Bei Lampsakos handelt es sich um eine antike Stadt in Mysien, die nach Lampsake, der Tochter des Bebrykerkönigs Mandron benannt worden war. In einer antiken Quelle heißt es diesbezüglich: „Als die Phokäer, welche Mandron in seine Stadt als Kolonisten eingeladen hatte, in dessen Abwesenheit in Gefahr waren, von den Bebrykern überfallen und getötet zu werden, rettete sie Lampsake durch heimliche Warnung. Die Phokäer töteten nun die Bebryker und machten sich zu Herren der Stadt, und als bald nachher Lampsake starb, bestatteten sie dieselbe in der Stadt aufs ehrenvollste und nannten die Stadt nach ihr Lampsakos.“ (W. H. Roscher [Hrsg.]: Ausführliches Lexikon der griechischen und römischen Mythologie, Bd. II, 2, Sp. 1824)

Historisch betrachtet, wurde Lampsakos um 654/53 v. Chr. von den Phokaiern als Kolonie gegründet. Um 560 v. Chr. kam es zu militärischen Auseinandersetzungen zwischen Miltiades dem Älteren und den Lampsakenern, über die der antike Historiker Herodot schreibt: „Nachdem Miltiades die Mauer auf der Landenge erbaut und damit den Apsinthiern einen Riegel vorgeschoben hatte, führte er zuerst Krieg mit den Lampsakenern, aber die Lampsakener legten ihm einen Hinterhalt und nahmen ihn gefangen. Miltiades aber war bei dem Lyderkönig Kroisos gut angeschrieben, und als der das erfuhr, schickte er zu den Lamsakenern und befahl ihnen, Miltiades freizulassen, … Da gaben die Lampsakener aus Furcht vor Kroisos Miltiades frei und ließen ihn ziehen.“ (Theodor von Braun (Übersetzer): Das Geschichtswerk des Herodot von Halikarnassos, 6,37)

::::

## Arbeitsaufträge:
• a. Wann wurde Lampsakos laut der Textstelle über Lampsakos von den Phokaiern als Kolonie gegründet?
• b. Wiederhole wörtlich einen Abschnitt der Textstelle über Lampsakos: Setze bei den Worten „Historisch betrachtet, wurde“ ein und höre nach „von Halikarnassos, 6,37)“ auf.

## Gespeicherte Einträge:
::::

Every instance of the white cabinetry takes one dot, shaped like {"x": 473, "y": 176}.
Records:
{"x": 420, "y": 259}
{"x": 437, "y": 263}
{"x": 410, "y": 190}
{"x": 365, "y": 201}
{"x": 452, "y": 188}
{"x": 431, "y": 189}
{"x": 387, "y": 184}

::::

## Antworten je Aufgabe:
• a. Um 654/53 v. Chr.

• b.
Historisch betrachtet, wurde Lampsakos um 654/53 v. Chr. von den Phokaiern als Kolonie gegründet. Um 560 v. Chr. kam es zu militärischen Auseinandersetzungen zwischen Miltiades dem Älteren und den Lampsakenern, über die der antike Historiker Herodot schreibt: „Nachdem Miltiades die Mauer auf der Landenge erbaut und damit den Apsinthiern einen Riegel vorgeschoben hatte, führte er zuerst Krieg mit den Lampsakenern, aber die Lampsakener legten ihm einen Hinterhalt und nahmen ihn gefangen. Miltiades aber war bei dem Lyderkönig Kroisos gut angeschrieben, und als der das erfuhr, schickte er zu den Lamsakenern und befahl ihnen, Miltiades freizulassen, … Da gaben die Lampsakener aus Furcht vor Kroisos Miltiades frei und ließen ihn ziehen.“ (Theodor von Braun (Übersetzer): Das Geschichtswerk des Herodot von Halikarnassos, 6,37)